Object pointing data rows
┄┄┄┄┄┄

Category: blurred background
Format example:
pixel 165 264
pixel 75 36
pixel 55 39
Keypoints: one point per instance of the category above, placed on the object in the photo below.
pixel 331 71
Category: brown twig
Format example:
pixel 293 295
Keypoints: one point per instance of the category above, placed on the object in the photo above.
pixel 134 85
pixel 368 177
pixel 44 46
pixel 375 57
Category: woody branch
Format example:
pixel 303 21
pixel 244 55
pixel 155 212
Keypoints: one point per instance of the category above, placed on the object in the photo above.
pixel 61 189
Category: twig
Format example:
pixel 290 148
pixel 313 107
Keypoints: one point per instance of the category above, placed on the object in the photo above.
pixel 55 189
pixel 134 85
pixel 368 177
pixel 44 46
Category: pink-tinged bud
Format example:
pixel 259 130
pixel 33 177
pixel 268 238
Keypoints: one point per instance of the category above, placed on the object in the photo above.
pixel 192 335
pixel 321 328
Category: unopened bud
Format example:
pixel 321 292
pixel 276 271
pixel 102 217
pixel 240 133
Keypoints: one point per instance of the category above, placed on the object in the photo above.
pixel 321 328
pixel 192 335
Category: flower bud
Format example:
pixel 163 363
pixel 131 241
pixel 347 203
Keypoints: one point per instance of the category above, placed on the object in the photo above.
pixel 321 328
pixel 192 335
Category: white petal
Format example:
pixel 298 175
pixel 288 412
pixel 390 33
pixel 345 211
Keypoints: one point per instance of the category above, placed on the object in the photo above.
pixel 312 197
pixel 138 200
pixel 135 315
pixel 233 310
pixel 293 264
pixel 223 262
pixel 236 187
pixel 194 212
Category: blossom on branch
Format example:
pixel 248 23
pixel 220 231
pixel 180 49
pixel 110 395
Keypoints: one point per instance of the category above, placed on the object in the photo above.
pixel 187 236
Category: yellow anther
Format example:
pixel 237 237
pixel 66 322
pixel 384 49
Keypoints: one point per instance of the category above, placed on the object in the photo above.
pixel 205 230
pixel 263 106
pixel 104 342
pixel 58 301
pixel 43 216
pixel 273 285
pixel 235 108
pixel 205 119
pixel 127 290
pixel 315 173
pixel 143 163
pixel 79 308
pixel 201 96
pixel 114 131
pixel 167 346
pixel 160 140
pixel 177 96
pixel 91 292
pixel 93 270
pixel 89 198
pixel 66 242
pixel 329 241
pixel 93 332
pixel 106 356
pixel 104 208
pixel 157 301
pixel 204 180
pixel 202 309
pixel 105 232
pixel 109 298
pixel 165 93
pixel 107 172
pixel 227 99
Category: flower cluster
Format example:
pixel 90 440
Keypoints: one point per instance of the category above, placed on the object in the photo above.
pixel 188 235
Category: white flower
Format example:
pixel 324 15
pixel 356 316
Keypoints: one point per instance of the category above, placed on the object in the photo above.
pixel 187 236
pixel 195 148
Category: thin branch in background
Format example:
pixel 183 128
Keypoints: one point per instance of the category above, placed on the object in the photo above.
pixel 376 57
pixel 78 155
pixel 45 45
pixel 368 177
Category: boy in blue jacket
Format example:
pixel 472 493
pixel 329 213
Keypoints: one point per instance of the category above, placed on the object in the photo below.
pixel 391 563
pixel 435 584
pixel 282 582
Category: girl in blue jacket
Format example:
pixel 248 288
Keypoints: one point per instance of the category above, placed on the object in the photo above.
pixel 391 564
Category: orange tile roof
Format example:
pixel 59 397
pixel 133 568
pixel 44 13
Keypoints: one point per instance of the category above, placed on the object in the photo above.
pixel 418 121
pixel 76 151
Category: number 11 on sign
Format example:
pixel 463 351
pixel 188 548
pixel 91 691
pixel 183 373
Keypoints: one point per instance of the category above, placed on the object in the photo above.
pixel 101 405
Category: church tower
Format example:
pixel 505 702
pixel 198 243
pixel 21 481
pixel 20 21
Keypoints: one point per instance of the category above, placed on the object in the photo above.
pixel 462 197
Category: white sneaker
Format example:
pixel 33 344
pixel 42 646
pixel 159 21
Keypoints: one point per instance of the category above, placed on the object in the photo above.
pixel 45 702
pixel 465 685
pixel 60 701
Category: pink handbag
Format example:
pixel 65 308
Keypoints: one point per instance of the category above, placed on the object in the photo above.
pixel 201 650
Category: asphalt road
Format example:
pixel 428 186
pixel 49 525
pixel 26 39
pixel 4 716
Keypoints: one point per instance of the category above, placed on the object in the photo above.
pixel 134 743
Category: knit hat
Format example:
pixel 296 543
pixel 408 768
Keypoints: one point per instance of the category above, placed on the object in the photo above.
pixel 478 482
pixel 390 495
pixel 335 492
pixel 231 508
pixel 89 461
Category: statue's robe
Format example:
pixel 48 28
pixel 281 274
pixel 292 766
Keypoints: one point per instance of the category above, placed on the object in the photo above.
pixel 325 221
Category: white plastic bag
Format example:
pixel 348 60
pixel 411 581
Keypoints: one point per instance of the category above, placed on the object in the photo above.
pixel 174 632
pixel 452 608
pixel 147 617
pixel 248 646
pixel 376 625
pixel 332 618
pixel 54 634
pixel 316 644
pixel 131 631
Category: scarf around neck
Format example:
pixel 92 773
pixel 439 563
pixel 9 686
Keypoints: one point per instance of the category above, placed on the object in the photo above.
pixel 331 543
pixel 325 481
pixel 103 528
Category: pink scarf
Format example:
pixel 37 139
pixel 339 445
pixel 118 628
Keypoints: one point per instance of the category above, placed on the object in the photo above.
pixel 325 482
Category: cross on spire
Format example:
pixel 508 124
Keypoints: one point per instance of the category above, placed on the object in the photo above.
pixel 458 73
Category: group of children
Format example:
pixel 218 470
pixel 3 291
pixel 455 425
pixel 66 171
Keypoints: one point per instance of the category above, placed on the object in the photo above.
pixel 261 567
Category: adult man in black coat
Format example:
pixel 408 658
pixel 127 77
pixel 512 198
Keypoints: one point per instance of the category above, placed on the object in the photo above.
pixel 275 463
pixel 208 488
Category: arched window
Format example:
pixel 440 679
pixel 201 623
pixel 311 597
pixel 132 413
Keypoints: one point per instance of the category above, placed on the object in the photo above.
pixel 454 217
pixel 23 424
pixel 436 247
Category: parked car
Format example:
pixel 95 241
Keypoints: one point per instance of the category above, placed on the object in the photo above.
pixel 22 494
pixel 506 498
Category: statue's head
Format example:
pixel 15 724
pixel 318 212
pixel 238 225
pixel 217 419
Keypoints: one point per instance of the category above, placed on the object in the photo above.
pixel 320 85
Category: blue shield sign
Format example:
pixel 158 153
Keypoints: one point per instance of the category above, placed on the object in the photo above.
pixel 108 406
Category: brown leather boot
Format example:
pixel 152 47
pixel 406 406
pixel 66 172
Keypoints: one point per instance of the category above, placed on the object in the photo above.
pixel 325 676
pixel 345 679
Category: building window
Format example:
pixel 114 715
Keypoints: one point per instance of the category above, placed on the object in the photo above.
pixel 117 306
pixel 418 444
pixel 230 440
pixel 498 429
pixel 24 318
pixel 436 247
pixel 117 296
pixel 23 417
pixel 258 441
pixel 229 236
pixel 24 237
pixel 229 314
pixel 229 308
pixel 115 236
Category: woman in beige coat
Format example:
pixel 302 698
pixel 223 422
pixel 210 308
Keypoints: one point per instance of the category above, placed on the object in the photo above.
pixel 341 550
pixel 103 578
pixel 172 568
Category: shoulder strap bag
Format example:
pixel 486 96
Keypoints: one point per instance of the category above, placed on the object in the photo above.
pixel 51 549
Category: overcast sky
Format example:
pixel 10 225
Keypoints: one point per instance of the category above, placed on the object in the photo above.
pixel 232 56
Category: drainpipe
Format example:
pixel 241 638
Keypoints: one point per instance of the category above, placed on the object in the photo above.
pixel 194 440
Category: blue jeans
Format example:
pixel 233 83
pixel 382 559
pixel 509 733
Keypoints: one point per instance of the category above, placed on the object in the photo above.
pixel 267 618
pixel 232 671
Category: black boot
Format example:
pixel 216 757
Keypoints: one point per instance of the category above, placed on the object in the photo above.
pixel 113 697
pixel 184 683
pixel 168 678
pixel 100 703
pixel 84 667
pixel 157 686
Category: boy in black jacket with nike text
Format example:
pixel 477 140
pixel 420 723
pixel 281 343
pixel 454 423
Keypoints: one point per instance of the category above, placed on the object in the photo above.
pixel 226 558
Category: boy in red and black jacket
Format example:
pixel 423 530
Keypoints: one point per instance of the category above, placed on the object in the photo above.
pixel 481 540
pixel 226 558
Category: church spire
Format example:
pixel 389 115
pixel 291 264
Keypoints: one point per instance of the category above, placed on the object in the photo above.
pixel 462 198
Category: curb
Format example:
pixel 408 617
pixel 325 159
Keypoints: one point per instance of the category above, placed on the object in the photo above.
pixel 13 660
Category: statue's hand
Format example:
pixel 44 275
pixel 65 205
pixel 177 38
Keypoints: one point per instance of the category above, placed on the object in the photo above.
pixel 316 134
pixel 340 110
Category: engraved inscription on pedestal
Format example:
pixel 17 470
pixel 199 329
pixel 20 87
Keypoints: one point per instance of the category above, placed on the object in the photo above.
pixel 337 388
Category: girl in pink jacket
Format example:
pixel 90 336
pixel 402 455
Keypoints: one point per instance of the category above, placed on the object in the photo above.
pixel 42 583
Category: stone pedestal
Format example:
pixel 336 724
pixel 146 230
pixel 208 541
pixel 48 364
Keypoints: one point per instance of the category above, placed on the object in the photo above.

┄┄┄┄┄┄

** Task requirements **
Repeat word for word everything in the data from the line containing "Category: engraved inscription on pedestal" down to the line containing "pixel 42 583", including both of those lines.

** Task output **
Category: engraved inscription on pedestal
Format example:
pixel 17 470
pixel 199 329
pixel 20 87
Keypoints: one point per instance of the category above, placed on the object in the photo above.
pixel 337 388
Category: girl in pink jacket
Format example:
pixel 90 336
pixel 402 455
Keypoints: one point per instance of the category above, placed on the object in the photo above.
pixel 42 583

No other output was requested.